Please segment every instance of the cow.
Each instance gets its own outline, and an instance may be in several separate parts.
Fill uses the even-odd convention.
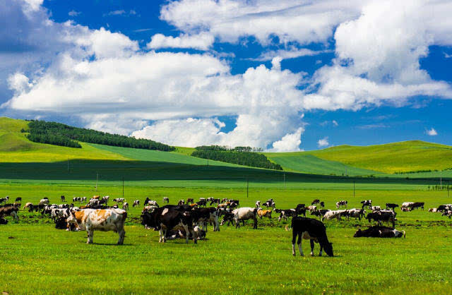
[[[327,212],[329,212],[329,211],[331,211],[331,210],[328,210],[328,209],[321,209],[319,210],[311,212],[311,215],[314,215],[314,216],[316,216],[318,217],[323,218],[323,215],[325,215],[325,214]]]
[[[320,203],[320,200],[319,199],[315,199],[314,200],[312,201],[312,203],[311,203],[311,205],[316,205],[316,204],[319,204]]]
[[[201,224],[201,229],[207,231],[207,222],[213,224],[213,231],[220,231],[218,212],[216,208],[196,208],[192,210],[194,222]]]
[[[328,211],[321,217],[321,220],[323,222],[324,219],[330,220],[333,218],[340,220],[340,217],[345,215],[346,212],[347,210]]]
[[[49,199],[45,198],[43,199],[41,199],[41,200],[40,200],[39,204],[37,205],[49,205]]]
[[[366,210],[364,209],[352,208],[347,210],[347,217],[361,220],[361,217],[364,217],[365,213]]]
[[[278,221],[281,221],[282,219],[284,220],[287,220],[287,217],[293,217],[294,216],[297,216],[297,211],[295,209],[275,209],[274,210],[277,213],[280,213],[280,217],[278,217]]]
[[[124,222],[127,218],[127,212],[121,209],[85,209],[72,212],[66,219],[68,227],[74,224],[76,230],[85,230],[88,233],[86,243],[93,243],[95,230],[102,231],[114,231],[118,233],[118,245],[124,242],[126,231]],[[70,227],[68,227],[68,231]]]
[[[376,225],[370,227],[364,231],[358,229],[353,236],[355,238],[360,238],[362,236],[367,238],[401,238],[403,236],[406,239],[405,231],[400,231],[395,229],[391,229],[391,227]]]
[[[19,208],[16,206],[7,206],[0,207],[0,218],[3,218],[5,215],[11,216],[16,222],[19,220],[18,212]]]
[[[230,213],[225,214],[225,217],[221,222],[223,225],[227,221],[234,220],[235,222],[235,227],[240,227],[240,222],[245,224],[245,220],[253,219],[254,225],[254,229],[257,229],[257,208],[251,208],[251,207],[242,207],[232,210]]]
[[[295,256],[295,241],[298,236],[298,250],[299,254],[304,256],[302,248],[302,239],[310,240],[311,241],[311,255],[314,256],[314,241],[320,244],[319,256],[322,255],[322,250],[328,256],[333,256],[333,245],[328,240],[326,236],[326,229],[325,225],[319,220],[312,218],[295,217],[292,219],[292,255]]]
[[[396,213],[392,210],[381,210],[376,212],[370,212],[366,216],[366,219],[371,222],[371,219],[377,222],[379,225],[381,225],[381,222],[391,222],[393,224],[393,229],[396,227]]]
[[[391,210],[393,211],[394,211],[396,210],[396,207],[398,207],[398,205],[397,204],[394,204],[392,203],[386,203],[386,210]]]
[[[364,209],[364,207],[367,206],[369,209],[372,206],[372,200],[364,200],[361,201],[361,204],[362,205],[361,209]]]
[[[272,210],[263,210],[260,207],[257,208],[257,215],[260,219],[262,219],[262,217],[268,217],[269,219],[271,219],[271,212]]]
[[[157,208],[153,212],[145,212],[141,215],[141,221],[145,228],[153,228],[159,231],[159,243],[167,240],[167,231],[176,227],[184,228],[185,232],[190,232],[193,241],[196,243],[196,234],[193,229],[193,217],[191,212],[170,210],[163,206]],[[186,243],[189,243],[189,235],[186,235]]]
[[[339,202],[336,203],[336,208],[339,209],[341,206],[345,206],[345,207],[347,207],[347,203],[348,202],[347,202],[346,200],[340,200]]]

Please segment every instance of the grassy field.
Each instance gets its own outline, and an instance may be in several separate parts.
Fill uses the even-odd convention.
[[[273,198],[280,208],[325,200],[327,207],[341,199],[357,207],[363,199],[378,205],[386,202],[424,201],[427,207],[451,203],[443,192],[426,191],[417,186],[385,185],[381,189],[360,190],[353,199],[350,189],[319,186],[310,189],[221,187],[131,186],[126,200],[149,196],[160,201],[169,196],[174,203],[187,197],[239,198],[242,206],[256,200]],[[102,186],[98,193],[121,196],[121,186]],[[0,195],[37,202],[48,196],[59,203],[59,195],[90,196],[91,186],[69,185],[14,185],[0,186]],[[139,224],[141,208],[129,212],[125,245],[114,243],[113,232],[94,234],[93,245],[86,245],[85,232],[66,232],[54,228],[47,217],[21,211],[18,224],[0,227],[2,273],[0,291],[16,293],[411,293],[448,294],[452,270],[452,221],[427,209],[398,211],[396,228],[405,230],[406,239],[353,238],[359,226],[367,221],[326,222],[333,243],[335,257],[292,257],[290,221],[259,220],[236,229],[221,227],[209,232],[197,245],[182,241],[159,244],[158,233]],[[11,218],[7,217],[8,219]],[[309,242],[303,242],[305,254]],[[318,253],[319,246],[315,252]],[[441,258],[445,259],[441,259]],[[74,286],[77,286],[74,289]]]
++++++
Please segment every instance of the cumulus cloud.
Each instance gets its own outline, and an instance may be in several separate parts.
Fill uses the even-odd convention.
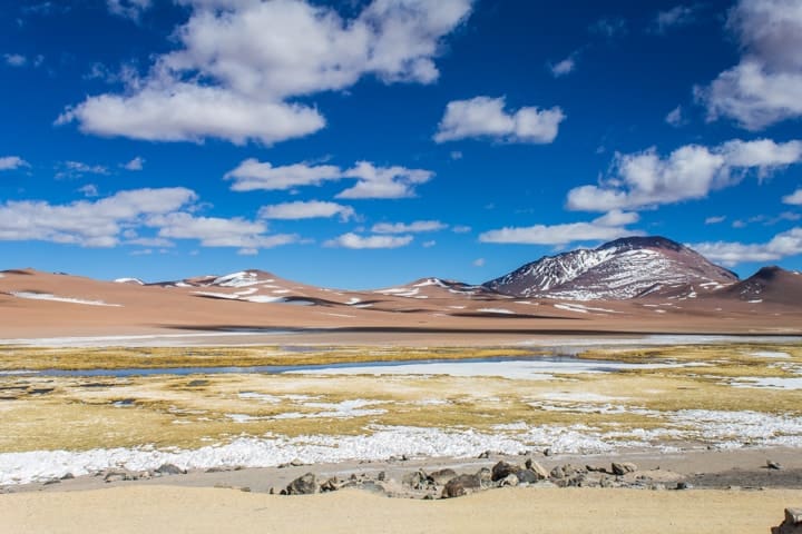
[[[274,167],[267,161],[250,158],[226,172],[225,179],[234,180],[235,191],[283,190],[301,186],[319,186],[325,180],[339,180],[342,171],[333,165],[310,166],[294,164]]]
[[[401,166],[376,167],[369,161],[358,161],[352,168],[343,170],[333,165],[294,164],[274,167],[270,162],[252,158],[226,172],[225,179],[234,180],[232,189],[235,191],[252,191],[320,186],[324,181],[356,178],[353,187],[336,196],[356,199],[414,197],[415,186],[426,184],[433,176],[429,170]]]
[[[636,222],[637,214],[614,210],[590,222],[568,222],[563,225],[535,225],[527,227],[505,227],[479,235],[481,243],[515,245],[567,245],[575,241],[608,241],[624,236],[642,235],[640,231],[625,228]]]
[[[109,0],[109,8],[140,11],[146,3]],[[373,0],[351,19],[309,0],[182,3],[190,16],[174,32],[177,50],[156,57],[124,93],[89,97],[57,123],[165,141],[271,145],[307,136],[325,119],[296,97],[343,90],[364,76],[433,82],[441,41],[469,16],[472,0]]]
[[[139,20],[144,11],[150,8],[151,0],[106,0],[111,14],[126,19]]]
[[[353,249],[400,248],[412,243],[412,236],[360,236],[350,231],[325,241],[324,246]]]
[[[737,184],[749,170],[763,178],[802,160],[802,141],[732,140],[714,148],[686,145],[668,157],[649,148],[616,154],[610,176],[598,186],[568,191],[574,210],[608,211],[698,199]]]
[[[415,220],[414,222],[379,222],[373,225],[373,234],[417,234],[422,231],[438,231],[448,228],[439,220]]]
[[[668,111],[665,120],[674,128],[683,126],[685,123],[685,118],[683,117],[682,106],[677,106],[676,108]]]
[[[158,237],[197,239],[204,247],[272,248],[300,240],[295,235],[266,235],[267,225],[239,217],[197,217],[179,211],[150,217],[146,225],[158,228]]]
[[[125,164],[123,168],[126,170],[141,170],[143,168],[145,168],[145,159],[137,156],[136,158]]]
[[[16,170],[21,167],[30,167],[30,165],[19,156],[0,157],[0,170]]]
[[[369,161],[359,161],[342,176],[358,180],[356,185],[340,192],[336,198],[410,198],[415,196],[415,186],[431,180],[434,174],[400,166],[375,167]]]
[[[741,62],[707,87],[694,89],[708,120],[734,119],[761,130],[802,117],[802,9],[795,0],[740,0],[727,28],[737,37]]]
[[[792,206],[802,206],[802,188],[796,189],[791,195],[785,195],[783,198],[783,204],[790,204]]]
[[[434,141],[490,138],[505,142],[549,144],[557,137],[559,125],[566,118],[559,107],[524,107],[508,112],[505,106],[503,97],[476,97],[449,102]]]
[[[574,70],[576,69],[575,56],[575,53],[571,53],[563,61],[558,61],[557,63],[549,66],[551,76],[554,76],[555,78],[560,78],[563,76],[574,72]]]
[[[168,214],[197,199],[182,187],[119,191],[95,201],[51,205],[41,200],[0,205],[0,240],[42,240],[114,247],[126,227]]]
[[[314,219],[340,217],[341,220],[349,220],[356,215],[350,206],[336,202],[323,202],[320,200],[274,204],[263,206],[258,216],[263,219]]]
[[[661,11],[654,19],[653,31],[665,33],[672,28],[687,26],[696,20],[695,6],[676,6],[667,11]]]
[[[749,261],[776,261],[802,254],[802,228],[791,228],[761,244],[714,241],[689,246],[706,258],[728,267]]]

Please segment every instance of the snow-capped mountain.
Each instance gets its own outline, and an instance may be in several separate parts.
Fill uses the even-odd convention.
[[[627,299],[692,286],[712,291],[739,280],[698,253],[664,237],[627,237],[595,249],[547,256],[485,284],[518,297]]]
++++++
■ Instructions to follow: Return every line above that contains the string "segment", copying each line in full. Case counts.

■ Task solution:
Please segment every instance of the cow.
Please segment every instance of the grassy field.
Please segment every instance of the cumulus cloud.
Please segment every instance of the snow-capped mountain.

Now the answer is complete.